Text shown:
+ + +
What is an escalation clause and what are the risks?

  • A buyer’s offer is automatically increased by increments to beat competing bids
  • But it also indicates you are willing to go higher than your original offer
Freelance journalist and editor Evelyn Battaglia
By Evelyn Battaglia  |
March 1, 2023 - 12:30PM
manhattan skyline

An escalation clause might get you that dream apartment but if your top bid ends up exceeding the appraisal value, you might not be able to get financing.

Olga Kaya via Getty Images

Looking to buy a new apartment or brownstone? You may have heard about buyers using an escalation clause—or maybe you lost out to another buyer who did just that. Although not commonplace, it’s a strategy to ensure that you have the winning bid even when competing offers come in, especially in a competitive real estate market.
+ + +
Directions:
Copy out the part of the escalation clause article that opens with the words "An escalation clause might" and closes with "to get financing.", substituting "asking price" for "appraisal value".

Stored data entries
+ + +
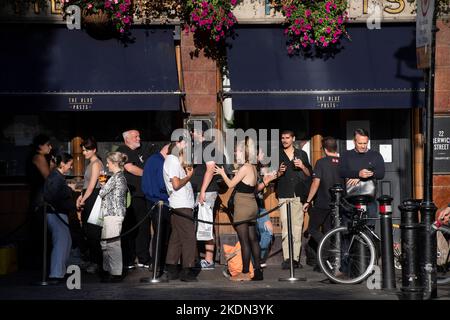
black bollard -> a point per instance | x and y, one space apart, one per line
411 284
360 202
155 278
44 281
428 250
387 243
292 277
336 195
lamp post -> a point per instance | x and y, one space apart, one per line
427 207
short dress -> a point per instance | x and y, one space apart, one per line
245 205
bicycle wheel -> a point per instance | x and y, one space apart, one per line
346 257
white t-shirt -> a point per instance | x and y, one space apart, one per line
181 198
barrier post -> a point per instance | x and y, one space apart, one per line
387 243
44 281
411 284
427 264
337 191
292 277
155 278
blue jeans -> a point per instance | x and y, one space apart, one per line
265 235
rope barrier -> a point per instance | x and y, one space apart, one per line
226 223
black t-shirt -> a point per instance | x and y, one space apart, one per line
327 170
294 182
136 157
200 166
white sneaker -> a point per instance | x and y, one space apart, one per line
93 267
+ + +
Reply:
An escalation clause might get you that dream apartment but if your top bid ends up exceeding the asking price, you might not be able to get financing.